> [Your goal] Your task is to write out exactly the lines from the line containing "TARGET: arched railing post" through the end of the records, inclusive at both ends.

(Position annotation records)

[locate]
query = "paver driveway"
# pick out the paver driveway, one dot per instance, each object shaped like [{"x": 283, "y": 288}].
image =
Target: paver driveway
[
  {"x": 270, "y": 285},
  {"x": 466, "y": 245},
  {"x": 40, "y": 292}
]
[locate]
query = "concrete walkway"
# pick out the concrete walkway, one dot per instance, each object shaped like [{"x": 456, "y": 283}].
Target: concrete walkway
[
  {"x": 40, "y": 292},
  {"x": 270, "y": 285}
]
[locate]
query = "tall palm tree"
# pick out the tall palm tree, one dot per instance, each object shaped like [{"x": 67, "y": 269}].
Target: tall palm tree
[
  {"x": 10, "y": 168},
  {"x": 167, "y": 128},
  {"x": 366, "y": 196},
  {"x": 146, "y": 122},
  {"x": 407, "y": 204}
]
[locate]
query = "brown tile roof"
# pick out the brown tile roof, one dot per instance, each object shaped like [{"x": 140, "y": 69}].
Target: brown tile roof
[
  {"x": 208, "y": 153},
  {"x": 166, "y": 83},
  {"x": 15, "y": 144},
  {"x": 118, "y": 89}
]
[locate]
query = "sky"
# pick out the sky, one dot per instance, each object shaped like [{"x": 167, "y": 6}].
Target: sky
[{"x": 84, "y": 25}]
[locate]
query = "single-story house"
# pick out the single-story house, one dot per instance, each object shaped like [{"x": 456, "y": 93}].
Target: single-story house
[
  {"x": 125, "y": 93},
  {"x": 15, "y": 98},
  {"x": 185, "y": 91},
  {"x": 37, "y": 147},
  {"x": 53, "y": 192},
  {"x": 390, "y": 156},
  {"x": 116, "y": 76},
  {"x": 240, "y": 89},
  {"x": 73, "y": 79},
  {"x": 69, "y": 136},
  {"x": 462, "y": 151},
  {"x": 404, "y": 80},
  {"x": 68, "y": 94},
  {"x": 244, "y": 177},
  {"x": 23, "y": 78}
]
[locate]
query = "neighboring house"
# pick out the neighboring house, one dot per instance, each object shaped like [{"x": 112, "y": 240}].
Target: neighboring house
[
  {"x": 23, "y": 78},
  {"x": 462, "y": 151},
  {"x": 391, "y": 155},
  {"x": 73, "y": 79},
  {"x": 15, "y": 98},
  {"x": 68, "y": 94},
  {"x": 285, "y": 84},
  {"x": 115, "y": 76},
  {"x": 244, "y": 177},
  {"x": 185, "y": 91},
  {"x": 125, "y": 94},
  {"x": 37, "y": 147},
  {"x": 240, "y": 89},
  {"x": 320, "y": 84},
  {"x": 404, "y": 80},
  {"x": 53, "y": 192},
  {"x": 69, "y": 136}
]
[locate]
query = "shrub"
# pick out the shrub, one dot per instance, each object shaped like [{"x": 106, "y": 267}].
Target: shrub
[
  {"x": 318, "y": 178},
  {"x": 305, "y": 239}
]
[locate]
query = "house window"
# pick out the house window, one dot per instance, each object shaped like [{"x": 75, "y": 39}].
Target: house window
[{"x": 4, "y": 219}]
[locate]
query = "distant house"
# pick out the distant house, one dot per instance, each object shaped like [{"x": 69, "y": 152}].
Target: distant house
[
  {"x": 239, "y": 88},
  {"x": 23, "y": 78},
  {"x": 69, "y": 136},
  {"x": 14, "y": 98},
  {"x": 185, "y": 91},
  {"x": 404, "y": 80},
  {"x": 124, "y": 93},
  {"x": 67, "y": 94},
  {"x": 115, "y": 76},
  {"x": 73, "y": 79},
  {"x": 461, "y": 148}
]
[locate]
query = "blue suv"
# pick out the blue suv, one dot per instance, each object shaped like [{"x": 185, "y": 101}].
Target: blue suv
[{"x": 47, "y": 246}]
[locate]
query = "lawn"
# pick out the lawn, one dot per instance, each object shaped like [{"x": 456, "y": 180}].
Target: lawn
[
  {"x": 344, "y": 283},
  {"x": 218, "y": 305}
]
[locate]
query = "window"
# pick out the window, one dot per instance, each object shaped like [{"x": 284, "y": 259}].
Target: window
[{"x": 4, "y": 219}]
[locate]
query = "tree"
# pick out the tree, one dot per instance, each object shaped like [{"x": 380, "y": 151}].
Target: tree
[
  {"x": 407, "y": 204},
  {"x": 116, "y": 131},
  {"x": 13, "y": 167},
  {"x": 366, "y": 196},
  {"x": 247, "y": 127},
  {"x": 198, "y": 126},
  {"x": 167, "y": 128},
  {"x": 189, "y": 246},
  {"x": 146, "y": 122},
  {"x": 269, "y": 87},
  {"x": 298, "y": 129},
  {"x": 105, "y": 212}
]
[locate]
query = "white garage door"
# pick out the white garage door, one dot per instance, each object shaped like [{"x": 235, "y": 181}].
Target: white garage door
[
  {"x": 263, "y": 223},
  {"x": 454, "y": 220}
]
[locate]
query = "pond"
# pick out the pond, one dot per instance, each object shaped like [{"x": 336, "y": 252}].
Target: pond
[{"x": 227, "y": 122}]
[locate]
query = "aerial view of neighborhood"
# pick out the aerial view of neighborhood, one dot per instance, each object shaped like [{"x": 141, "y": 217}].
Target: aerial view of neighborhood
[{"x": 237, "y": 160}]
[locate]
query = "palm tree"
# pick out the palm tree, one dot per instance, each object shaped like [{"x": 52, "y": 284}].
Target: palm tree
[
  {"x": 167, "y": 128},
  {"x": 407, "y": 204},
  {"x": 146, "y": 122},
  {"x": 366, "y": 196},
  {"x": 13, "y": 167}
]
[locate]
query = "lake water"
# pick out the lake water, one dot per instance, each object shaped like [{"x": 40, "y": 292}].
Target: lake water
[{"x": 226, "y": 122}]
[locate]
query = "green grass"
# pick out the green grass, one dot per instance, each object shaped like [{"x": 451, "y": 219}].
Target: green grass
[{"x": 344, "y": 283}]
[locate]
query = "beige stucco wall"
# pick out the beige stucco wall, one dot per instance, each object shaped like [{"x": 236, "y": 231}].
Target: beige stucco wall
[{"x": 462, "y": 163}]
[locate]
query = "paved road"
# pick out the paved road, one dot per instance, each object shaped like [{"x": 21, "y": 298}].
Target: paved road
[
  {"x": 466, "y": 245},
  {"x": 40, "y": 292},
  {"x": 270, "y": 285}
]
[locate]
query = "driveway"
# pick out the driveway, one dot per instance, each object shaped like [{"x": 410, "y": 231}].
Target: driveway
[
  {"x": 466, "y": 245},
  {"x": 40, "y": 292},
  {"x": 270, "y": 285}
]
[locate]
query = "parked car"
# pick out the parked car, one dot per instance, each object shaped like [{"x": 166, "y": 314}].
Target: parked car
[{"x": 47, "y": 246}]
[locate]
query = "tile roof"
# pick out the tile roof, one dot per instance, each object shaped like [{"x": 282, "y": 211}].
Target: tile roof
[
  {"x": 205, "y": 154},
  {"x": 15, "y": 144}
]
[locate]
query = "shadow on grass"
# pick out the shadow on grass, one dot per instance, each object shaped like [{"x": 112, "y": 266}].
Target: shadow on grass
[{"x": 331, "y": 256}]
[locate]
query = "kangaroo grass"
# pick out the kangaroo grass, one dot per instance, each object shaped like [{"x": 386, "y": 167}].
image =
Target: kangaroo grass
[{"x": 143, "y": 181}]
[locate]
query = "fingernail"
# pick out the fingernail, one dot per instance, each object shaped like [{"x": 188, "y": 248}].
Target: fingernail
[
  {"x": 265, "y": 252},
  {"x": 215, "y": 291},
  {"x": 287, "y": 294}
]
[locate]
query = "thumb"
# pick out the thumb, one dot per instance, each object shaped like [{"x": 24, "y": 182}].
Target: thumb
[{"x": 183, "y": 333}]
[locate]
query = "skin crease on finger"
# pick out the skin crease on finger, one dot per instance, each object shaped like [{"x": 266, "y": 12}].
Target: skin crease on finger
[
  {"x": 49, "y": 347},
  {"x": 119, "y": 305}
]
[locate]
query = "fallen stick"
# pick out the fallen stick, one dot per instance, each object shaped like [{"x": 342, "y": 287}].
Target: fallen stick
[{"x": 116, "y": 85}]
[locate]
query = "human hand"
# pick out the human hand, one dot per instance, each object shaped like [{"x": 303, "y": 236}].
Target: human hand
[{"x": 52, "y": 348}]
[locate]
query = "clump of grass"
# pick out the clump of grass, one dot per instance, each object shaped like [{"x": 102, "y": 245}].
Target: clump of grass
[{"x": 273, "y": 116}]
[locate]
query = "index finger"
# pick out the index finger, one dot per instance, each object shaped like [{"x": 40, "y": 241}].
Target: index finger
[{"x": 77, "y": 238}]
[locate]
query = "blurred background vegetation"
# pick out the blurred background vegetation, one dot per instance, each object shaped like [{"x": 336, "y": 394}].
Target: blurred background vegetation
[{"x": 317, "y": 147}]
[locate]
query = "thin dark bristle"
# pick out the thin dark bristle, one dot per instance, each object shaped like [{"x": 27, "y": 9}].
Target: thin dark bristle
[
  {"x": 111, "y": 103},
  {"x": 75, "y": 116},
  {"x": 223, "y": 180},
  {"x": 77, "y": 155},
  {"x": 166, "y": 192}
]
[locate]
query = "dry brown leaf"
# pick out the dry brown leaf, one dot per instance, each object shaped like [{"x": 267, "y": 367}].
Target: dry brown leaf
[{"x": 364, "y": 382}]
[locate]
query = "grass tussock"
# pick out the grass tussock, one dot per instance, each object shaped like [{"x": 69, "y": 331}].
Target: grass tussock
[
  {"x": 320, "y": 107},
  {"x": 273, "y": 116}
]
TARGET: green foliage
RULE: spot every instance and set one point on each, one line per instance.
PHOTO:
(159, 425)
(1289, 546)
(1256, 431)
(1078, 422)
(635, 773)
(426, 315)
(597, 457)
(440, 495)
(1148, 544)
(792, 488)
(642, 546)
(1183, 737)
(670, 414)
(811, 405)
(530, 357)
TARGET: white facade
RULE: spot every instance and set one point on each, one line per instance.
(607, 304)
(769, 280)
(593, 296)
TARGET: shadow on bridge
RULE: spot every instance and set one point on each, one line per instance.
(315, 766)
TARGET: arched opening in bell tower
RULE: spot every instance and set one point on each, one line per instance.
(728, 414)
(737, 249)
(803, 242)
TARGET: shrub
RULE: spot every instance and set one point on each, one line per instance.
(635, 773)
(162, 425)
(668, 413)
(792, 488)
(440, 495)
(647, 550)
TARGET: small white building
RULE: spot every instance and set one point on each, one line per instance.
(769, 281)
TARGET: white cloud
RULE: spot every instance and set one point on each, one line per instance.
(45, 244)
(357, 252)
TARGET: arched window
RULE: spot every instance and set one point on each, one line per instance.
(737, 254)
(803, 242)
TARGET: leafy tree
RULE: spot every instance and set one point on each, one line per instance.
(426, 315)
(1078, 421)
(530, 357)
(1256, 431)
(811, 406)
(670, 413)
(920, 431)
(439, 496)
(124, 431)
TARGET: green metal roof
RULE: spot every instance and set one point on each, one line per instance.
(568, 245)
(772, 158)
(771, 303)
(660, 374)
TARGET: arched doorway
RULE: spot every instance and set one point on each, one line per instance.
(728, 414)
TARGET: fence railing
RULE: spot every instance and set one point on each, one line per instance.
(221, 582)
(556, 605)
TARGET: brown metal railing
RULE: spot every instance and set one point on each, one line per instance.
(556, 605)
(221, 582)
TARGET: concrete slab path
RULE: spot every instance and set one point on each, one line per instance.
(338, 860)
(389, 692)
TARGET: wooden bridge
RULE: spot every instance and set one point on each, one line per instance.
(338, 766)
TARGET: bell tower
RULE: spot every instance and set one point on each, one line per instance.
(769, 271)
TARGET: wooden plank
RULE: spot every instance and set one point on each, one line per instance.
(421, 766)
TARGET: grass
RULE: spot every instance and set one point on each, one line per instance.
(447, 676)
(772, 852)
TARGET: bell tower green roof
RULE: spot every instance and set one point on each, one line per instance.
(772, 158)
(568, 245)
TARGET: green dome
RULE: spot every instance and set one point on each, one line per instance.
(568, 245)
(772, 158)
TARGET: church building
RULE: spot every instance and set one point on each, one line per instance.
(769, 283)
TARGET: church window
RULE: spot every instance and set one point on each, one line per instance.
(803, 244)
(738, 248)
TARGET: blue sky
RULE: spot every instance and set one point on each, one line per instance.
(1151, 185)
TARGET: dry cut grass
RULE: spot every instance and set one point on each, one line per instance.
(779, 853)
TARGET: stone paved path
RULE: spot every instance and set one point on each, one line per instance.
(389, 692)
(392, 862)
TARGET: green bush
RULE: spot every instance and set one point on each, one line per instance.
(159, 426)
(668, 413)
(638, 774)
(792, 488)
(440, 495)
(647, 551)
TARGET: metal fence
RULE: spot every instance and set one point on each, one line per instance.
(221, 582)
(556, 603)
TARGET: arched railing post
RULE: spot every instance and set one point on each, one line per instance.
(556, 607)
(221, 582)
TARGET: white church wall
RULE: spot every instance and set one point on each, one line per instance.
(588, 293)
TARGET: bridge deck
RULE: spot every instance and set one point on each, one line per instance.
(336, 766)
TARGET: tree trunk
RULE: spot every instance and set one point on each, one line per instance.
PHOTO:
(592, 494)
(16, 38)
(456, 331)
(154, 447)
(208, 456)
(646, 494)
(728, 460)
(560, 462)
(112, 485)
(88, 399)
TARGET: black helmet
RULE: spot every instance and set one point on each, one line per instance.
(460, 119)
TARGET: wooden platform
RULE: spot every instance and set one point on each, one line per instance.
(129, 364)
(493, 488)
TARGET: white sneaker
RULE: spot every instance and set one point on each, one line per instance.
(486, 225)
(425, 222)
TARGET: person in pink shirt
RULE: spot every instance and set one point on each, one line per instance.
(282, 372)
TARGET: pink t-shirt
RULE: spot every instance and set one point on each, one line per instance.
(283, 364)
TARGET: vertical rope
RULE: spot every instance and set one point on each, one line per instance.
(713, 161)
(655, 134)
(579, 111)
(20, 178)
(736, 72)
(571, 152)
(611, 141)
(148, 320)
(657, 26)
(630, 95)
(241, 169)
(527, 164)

> [Task output]
TARGET: arched railing post
RULE: spot every instance and set one point on each, one line per instance.
(556, 607)
(221, 582)
TARGET: white church wall
RULE: spot every instance and set one point on each, one line per instance.
(588, 293)
TARGET: bridge deck
RULE: spot every instance and set one point on each, one line per instance.
(336, 766)
TARGET: tree trunk
RULE: spot every instance and set one point on each, one line per instance.
PHOTO:
(592, 494)
(16, 38)
(456, 331)
(154, 447)
(208, 456)
(646, 494)
(728, 460)
(560, 462)
(112, 485)
(88, 399)
TARGET: black helmet
RULE: spot every instance and set one point on each, one line per instance.
(460, 119)
TARGET: wooden platform
RULE: spot every instance and set one point on each, one line per instance.
(129, 364)
(493, 488)
TARGET: white sneaker
RULE: spot every instance and set one point on each, one line per instance.
(486, 225)
(425, 222)
TARGET: person in pink shirt
RULE: spot every instance and set one point on each, one line per instance.
(282, 372)
TARGET: pink t-shirt
RULE: spot every instance and set one point on each, one line per instance.
(283, 364)
TARGET: vertical rope
RULE: spot every instance and set one point on each, one line per instance.
(713, 161)
(655, 134)
(579, 111)
(20, 178)
(736, 72)
(571, 152)
(611, 141)
(148, 320)
(657, 26)
(630, 95)
(241, 169)
(527, 164)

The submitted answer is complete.